▸ **Written exercise**:
Extract the records below line for line, leaving out the pictures.

(Excerpts of location labeling data)
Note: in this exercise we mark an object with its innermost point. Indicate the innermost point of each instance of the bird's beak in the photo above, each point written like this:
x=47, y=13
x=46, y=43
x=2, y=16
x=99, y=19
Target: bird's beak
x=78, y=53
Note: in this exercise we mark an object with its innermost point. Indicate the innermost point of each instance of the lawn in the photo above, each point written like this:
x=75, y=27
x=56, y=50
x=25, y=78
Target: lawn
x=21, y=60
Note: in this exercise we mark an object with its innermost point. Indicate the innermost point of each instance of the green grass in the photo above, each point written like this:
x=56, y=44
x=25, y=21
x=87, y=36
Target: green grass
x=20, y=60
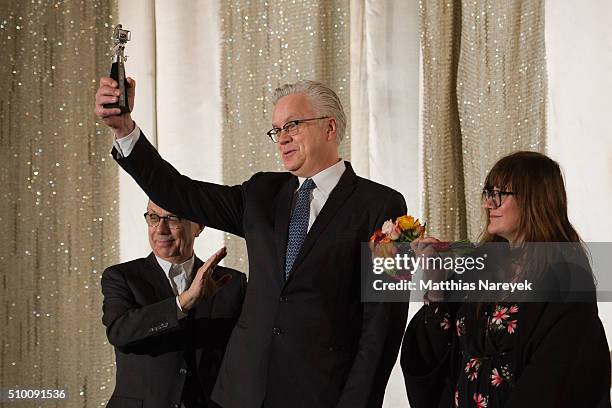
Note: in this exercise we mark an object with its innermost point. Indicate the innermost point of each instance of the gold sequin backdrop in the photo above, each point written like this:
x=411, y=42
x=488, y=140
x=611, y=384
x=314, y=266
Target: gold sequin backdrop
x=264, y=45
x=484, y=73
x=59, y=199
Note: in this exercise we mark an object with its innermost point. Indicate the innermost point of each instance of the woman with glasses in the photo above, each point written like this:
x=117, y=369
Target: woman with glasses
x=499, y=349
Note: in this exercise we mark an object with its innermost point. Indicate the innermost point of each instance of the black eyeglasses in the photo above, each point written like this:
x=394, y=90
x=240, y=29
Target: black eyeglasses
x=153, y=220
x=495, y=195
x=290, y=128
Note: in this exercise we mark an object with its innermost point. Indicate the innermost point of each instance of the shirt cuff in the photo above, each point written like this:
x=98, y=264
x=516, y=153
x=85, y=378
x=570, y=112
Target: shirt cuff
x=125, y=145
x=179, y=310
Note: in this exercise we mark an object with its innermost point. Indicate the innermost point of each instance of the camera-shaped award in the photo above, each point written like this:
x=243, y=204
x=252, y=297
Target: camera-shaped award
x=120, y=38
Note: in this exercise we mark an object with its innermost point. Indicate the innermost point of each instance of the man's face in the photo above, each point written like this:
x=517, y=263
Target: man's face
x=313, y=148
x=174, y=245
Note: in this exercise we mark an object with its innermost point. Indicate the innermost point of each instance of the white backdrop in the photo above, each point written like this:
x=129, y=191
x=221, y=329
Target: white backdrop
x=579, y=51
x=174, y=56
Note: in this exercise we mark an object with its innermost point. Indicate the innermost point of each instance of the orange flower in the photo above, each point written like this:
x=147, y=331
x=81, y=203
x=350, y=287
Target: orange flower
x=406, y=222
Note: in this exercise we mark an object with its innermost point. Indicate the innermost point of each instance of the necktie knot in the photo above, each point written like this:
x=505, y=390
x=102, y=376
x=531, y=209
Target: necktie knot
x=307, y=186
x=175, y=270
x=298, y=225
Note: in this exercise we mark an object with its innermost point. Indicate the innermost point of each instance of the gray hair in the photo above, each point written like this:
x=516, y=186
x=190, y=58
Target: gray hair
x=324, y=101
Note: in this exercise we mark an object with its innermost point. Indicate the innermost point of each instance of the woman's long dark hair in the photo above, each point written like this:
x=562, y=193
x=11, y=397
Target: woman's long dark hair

▸ **The response**:
Note: in this exercise we mark an object with its innermost point. Indicate the innermost point of each instance of the bird's beak in the photo above, each point written like this:
x=47, y=13
x=46, y=43
x=2, y=16
x=99, y=19
Target: bird's beak
x=78, y=53
Note: in this exercise we mark an object with its innermost point. Indicate the innermost point of each instance of the lawn in the photo above, each point written like this:
x=75, y=27
x=56, y=50
x=25, y=78
Target: lawn
x=21, y=60
Note: in this exercise we mark an object with its innermost point. Indicate the innermost point of each instance of the green grass in the photo above, each point written like this:
x=56, y=44
x=25, y=21
x=87, y=36
Target: green grass
x=20, y=60
Note: in this exercise we mark an object with its innermost point. Indicate the innermost point of each instance of the gold sequin backdrop in the photo above, each point written like this:
x=411, y=42
x=488, y=140
x=611, y=384
x=314, y=266
Target: gold sequin backdrop
x=264, y=45
x=484, y=73
x=59, y=199
Note: in this exercise we mark an object with its innermost point. Indicate the innermost point of each instance of the woman with glasses in the photo above, each point written like this:
x=117, y=369
Target: woman with glasses
x=499, y=349
Note: in this exercise we mark an object with its innermost point. Indicate the innermost point of each instance of the black eyeglasses in the photo above, each point written like this:
x=394, y=90
x=240, y=29
Target: black eyeglasses
x=153, y=220
x=495, y=195
x=290, y=128
Note: in this exercise we mark an object with its innermost point. Indicate the innermost point of each instance of the shirt cuff in the photo above, each point written like this:
x=98, y=264
x=516, y=153
x=85, y=378
x=570, y=112
Target: shirt cuff
x=125, y=145
x=179, y=310
Note: in this exercise we mark an object with its innermost point. Indicate the innermost point of each instance of the camera-shaped award in the photo above, each point written like this:
x=243, y=204
x=252, y=297
Target: camera-shaped award
x=120, y=38
Note: in this exercise we mark an object with its innermost point. Indicate the innermost point of each instance of the man's face in the photo above, each point written like this:
x=517, y=263
Target: man's face
x=313, y=148
x=174, y=245
Note: in this exercise we mark an object with its innermost point. Indicate the innermost point of each instance of the white backdrop in the photo above, each point written like this:
x=129, y=191
x=221, y=329
Target: white backdrop
x=579, y=51
x=174, y=56
Note: in this exercise we mark an object with its innermost point. Indicate the innermost point of each instance of the orange flower in the photo above, each point written like this:
x=147, y=331
x=81, y=203
x=350, y=287
Target: orange flower
x=406, y=222
Note: in this exercise we mark an object with its innermost point. Indicate the innermost point of each instance of the necktie knot in the photo above, each point written like this:
x=505, y=390
x=102, y=376
x=531, y=209
Target: necktie knot
x=307, y=186
x=175, y=270
x=298, y=225
Note: in this exercise we mark an object with its innermost point. Indicate the innermost point of each instance of the gray hair in the photo above, each point written like this:
x=516, y=186
x=190, y=58
Target: gray hair
x=324, y=101
Note: in this exercise we mark an object with its innermost point. Indicate the innermost point of each instance of the woman's long dark hair in the photo above, each point written like this:
x=562, y=193
x=11, y=397
Target: woman's long dark hair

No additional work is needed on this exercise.